Stored items:
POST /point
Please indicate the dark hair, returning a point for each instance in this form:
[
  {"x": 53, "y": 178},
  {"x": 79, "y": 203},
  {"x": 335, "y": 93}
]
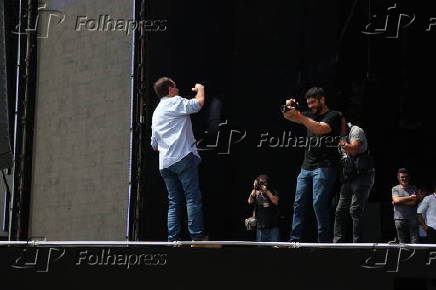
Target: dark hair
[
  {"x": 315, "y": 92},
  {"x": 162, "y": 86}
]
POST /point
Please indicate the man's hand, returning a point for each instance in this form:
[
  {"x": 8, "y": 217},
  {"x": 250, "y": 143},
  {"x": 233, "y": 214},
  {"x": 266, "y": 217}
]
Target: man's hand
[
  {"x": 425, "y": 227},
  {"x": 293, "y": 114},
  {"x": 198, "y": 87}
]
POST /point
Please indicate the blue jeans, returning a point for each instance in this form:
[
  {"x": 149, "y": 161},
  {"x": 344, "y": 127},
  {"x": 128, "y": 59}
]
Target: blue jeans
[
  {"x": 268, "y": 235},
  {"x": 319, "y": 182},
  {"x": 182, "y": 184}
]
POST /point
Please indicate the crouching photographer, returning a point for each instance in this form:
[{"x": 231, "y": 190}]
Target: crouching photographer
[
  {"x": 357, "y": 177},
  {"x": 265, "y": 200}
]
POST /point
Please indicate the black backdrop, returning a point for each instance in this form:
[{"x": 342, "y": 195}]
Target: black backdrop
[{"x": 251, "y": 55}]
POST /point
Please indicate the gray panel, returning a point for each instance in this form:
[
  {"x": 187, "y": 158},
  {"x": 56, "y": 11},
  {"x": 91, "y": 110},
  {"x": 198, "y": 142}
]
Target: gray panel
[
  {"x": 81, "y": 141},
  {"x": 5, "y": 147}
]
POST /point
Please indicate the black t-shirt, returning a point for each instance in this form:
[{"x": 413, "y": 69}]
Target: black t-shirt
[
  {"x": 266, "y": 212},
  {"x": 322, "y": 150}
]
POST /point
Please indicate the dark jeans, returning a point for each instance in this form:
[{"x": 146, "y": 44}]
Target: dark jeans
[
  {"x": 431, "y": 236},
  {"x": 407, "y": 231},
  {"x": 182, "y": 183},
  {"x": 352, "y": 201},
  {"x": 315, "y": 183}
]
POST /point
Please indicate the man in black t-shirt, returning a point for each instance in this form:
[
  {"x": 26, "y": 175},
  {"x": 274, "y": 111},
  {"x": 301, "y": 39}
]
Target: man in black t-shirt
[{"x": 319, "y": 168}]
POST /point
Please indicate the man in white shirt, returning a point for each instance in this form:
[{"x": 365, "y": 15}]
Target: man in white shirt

...

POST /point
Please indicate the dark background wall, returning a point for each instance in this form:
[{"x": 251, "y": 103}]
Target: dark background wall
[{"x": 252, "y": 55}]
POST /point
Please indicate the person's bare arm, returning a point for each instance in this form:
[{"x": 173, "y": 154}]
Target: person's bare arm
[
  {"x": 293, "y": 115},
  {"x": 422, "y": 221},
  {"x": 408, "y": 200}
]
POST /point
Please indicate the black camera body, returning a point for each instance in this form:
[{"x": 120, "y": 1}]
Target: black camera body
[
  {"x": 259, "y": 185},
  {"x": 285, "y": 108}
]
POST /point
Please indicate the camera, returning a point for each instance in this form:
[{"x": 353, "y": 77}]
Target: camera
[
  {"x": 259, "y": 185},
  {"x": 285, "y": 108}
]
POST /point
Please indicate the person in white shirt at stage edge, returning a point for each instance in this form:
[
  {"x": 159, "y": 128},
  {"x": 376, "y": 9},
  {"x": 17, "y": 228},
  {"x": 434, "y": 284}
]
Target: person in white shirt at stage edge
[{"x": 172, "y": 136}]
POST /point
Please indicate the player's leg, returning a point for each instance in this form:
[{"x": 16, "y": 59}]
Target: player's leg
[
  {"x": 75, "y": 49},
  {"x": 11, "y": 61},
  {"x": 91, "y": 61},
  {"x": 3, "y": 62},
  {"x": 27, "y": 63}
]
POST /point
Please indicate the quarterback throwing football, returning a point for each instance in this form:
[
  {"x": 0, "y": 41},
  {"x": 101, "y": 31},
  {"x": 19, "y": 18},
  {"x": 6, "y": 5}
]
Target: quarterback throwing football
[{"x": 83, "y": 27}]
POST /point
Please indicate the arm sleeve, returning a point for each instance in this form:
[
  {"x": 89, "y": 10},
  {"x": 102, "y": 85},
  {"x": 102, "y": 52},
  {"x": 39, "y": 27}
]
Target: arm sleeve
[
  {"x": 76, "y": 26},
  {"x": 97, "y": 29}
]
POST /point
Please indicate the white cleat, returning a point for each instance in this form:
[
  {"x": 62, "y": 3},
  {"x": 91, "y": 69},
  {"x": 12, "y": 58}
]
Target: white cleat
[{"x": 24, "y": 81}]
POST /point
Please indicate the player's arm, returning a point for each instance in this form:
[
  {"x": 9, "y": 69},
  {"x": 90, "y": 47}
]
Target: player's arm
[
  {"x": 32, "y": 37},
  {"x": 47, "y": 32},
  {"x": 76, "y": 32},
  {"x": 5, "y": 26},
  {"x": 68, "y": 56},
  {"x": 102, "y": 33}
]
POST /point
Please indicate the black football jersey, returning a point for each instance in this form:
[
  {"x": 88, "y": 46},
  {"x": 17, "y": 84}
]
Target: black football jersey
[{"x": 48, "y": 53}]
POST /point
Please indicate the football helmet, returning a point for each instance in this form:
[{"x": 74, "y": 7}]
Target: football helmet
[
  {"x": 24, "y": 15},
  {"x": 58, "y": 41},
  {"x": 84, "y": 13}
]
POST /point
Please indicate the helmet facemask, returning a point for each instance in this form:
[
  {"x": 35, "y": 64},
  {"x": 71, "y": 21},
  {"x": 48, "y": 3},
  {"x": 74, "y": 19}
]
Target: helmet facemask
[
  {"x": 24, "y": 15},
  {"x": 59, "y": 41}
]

• [What you need to do] In the entries above, find the line holding "Please indicate the man in black" and the line holding "Target: man in white shirt"; print both of them and every line between, exactly, and nothing else.

• [Exercise response]
Please indicate the man in black t-shirt, returning a point for each instance in this form:
[
  {"x": 26, "y": 175},
  {"x": 274, "y": 111},
  {"x": 301, "y": 39}
]
Target: man in black t-shirt
[{"x": 319, "y": 168}]
POST /point
Please indicate the man in white shirt, returning a point for each instance in this form:
[{"x": 365, "y": 15}]
Target: man in white shirt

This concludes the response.